━━━ DATASET ENTRIES
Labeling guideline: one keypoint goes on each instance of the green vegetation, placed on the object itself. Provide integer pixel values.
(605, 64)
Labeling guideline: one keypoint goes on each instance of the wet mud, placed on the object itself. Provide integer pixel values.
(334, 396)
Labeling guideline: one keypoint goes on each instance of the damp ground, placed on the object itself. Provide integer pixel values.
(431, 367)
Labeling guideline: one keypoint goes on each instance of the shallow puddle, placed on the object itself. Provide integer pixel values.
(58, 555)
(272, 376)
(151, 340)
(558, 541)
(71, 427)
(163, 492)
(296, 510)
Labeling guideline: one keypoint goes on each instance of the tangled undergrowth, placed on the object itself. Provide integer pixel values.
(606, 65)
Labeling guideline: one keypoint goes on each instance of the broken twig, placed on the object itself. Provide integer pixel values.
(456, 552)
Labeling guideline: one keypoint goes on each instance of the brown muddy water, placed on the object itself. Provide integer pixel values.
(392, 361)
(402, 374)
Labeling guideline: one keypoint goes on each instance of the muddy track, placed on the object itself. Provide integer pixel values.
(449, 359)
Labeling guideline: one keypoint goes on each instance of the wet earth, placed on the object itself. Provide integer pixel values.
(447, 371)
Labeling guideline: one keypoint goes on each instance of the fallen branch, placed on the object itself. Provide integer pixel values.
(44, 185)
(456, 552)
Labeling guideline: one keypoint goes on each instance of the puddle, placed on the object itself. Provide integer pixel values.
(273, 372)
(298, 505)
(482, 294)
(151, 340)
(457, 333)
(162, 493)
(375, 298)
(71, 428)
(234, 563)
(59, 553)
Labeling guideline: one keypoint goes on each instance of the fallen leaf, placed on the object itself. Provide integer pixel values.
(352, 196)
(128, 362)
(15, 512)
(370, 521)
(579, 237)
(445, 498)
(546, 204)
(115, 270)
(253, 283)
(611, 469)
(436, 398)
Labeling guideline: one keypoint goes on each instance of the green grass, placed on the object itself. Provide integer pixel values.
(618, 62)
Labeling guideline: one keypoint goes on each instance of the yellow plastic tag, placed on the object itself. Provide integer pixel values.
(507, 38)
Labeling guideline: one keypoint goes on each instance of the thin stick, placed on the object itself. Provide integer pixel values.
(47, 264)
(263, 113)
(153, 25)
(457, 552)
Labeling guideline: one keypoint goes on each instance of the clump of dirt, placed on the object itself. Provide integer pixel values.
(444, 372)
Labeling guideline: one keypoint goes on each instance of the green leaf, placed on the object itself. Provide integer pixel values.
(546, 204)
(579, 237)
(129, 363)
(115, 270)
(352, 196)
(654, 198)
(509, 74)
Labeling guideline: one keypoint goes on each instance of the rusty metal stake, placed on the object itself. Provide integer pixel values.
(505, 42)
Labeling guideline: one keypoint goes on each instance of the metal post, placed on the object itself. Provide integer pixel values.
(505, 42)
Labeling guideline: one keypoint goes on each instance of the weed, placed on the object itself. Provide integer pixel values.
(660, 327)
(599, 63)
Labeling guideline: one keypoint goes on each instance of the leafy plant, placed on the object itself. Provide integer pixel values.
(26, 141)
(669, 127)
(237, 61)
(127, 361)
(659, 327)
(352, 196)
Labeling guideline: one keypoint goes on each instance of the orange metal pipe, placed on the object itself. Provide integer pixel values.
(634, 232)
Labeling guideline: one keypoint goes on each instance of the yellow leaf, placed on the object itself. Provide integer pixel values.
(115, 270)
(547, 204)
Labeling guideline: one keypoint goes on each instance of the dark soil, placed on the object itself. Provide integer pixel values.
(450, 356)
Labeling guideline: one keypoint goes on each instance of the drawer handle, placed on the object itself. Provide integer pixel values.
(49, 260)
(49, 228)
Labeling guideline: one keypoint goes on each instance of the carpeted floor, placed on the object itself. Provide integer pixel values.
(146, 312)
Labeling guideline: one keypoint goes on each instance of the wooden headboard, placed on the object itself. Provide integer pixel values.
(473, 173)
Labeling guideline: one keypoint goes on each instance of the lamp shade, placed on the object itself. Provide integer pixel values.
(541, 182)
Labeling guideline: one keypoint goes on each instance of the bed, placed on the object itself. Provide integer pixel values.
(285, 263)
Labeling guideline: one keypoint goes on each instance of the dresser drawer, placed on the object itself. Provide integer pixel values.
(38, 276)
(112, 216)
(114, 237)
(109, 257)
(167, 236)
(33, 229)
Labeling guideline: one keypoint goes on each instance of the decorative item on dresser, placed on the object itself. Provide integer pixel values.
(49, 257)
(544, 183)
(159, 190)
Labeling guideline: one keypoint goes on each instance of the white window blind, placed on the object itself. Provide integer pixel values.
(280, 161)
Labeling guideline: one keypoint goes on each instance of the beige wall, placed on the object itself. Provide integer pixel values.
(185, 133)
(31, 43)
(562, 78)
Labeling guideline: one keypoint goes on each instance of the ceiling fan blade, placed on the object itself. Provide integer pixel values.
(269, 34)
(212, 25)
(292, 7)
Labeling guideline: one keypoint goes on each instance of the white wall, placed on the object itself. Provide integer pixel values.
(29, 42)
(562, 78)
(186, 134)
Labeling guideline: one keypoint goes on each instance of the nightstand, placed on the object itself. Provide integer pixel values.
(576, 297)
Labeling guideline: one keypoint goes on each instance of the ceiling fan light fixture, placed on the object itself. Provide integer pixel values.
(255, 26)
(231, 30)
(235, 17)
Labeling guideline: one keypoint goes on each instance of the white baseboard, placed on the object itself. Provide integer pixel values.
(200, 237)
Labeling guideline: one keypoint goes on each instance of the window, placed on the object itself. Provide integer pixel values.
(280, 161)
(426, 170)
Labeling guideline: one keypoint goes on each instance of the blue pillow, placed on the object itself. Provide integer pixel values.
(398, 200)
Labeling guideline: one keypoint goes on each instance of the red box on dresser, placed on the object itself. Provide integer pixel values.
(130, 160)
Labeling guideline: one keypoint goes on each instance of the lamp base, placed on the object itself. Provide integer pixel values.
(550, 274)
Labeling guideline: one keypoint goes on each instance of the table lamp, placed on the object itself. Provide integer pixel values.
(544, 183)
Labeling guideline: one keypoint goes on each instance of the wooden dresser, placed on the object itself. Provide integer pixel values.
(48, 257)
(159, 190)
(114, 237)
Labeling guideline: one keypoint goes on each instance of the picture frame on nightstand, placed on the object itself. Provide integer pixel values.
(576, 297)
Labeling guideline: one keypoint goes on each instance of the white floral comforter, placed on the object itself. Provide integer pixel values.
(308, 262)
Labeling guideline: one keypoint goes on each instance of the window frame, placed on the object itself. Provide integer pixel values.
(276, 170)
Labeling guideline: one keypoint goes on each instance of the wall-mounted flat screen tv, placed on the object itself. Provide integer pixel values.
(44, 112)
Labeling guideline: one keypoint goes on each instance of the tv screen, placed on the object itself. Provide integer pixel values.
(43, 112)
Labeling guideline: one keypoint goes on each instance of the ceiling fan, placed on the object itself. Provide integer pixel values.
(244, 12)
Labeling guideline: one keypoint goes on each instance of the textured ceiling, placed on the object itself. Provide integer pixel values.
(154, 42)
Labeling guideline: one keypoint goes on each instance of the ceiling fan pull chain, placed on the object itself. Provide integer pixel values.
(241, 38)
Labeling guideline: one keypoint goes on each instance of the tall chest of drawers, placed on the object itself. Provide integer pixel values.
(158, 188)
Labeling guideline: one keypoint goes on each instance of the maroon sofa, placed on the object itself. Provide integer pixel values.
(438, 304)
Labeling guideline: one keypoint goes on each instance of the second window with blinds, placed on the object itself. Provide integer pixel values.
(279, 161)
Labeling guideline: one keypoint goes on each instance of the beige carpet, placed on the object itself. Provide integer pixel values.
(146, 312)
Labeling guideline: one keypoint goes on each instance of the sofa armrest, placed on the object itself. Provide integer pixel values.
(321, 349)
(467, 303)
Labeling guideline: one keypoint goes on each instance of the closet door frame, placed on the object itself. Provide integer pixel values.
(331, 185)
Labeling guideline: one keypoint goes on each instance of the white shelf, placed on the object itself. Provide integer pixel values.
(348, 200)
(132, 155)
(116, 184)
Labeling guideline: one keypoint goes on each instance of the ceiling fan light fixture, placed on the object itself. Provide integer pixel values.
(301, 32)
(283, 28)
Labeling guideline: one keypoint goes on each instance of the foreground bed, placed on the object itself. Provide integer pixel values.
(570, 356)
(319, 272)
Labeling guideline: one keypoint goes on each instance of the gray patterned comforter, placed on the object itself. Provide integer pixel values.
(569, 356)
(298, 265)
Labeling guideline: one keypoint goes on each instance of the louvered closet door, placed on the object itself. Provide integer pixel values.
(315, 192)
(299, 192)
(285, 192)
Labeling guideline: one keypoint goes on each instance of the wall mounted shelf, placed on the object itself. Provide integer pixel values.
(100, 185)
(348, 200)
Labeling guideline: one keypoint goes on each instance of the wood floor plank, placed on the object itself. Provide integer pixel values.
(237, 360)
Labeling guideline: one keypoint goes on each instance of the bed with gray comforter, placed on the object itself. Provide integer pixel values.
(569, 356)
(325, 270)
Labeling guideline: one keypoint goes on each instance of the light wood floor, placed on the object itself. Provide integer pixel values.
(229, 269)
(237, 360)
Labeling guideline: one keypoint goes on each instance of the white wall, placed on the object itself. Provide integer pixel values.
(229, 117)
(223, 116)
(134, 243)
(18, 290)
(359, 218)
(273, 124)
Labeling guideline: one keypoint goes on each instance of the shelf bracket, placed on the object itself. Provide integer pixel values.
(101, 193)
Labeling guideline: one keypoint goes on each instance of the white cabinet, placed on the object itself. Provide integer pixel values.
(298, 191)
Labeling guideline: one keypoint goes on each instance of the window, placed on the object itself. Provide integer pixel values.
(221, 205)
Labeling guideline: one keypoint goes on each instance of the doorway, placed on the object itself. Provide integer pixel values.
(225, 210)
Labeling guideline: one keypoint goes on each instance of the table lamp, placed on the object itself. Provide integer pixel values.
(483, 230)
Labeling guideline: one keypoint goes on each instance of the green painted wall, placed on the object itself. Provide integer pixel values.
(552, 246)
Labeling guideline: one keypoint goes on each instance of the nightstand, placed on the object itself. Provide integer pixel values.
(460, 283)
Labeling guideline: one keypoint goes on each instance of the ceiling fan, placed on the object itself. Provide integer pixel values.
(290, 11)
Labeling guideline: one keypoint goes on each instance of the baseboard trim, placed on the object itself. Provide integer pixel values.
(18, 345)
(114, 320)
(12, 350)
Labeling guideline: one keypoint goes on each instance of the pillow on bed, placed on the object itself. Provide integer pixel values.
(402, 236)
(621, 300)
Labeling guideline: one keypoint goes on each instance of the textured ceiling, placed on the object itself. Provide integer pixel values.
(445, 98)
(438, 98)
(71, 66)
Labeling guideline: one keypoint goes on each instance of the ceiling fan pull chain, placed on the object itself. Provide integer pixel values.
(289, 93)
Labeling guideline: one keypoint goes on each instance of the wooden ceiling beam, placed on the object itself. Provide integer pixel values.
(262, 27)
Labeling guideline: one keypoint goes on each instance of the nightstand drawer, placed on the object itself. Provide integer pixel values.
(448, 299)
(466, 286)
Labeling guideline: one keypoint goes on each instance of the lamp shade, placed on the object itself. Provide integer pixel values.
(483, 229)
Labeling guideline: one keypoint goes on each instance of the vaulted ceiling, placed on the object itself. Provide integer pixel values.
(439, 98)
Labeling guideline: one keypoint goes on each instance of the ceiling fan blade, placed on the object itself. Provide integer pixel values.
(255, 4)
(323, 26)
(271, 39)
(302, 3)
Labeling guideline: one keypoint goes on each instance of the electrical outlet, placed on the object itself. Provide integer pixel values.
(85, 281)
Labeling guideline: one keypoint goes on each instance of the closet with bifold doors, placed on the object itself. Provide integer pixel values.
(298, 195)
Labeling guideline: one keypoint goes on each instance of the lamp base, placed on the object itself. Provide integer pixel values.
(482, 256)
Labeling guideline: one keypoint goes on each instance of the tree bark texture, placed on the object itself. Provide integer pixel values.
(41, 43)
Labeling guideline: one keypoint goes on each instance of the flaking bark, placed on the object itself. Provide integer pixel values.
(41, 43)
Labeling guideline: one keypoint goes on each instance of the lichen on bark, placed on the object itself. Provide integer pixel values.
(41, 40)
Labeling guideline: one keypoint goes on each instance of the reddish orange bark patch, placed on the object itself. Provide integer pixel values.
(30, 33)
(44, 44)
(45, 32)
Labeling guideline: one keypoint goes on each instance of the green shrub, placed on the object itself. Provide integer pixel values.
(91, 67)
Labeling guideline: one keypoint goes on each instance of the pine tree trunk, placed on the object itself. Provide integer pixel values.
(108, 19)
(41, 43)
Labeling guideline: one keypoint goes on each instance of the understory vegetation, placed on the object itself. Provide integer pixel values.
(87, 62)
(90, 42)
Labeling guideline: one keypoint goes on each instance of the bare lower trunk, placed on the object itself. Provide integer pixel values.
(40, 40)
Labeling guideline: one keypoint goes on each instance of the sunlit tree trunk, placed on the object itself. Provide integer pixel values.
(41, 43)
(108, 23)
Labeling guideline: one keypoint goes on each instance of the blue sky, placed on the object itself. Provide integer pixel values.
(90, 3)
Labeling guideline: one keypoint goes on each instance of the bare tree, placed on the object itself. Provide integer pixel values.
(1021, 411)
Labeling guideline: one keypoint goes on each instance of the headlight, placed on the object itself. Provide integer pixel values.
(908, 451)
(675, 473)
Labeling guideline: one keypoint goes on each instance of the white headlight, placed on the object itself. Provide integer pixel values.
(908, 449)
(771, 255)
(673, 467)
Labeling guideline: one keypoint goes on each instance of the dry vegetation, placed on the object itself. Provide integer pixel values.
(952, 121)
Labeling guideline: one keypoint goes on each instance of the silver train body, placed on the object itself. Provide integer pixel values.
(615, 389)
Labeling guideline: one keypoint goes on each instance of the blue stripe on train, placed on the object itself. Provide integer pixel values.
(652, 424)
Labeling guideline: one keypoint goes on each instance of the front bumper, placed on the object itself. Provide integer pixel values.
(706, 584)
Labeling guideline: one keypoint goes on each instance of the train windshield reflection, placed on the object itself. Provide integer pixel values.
━━━━━━
**TASK BRIEF**.
Copy out the lines starting at the one containing "blue sky, placed" and ending with the last line of the entries. Include nothing else.

**SOLUTION TO THIS TASK**.
Labeling guideline: one keypoint goes on each instance of the blue sky, placed on the object itself. Provide integer pixel values.
(90, 3)
Labeling guideline: one keypoint goes on each instance of the bare tree, placed on the object itself. Provide integer pixel values.
(1021, 411)
Labeling guideline: one keypoint goes on each instance of the headlight, placed on the object itself. Provide integer pixel values.
(908, 451)
(675, 473)
Labeling guideline: one keypoint goes on each instance of the white headlight, placed on the object itself. Provide integer pixel values.
(908, 449)
(771, 255)
(673, 467)
Labeling guideline: one keypoint goes on each instance of the dry vegetation, placed on the object itself. Provide integer pixel values.
(952, 121)
Labeling guideline: one keypoint goes on each instance of the silver train body, placed on the object itself. Provide integer pixel values.
(615, 389)
Labeling guideline: one keypoint goes on each instance of the blue stripe on train, placed on the object itself. Provide integer pixel values.
(652, 424)
Labeling guideline: one keypoint goes on each instance of the front bumper, placed on the object itself. Provide integer pixel values.
(706, 584)
Labeling guideline: one keypoint goes on each instance of the train windshield reflection, placed on the object itself. Provide integer pixel values.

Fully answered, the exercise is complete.